(Brief)
Write out the passage of the aging epigenome editorial starting at "Martínez-Enguita et al." and ending at "guide individualized interventions.", word for word.
------ Given text ------
Sandeep Kumar Singh
Burkhard Poeggeler- 1Department of Medical Biotechnology, All India Institute of Medical Sciences, Nagpur, India
- 2Department of Physiology, Johann-Friedrich-Blumenbach-Institute for Zoology and Anthropology, Faculty of Biology Georg August University Göttingen, Göttingen, Germany
Editorial on the Research Topic
Aging epigenome and longevity
The Research Topic “Aging Epigenome and Longevity” brings together a Research Topic of innovative research that deepens our understanding of how epigenetic processes shape human aging and longevity. Through four distinct articles, this Research Topic offers readers fresh insights into the many ways our genes, environment, and lifestyle come together to influence health as we age. From population-based studies to new methodological advances and detailed molecular investigations, these contributions showcase the rapid progress and exciting possibilities in the field of aging epigenetics.
Chen et al. original study shines a light on the LEF1 gene, revealing how its expression drops with age due to DNA methylation. Using both transcriptomic data and cell models, the authors show that as the promoter region of LEF1 becomes more methylated, the gene’s activity declines, promoting inflammation and reactive oxygen species production in immune and brain cells. These experiments highlight how a single epigenetic change can ripple through important biological pathways, linking LEF1 not only to healthy aging but also to diseases driven by inflammation and neurodegeneration. In doing so, this work points to both LEF1 as a promising biomarker and to epigenetic interventions as potential future therapies.
Martínez-Enguita et al. take a different tack, applying the power of neural networks to DNA methylation patterns. Their NCAE-CombClock model sets a new standard for precision in estimating biological age by fusing machine learning-derived features with established CpG markers. This approach does more than just estimate age: it uncovers methylation signatures tied to processes like neural development, immune function, and metabolism, even in younger populations. The research gains extra relevance through its application to pediatric Crohn’s disease, demonstrating how the aging process becomes visible even in the trajectories of childhood illness. Such models move the field closer to providing personalized aging insights that could 1 day guide individualized interventions.
------ Provided records ------
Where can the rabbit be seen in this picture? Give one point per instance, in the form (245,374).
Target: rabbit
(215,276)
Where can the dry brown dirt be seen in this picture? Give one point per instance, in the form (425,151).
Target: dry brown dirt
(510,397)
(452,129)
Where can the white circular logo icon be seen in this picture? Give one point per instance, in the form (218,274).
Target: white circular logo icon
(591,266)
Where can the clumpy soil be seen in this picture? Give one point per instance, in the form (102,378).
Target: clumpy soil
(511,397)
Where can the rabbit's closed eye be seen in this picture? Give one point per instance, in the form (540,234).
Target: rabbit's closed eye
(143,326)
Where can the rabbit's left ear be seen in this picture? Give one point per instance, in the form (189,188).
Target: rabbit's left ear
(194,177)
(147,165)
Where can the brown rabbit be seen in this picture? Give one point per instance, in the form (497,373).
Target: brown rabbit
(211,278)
------
(Result for this task)
Martínez-Enguita et al. take a different tack, applying the power of neural networks to DNA methylation patterns. Their NCAE-CombClock model sets a new standard for precision in estimating biological age by fusing machine learning-derived features with established CpG markers. This approach does more than just estimate age: it uncovers methylation signatures tied to processes like neural development, immune function, and metabolism, even in younger populations. The research gains extra relevance through its application to pediatric Crohn’s disease, demonstrating how the aging process becomes visible even in the trajectories of childhood illness. Such models move the field closer to providing personalized aging insights that could 1 day guide individualized interventions.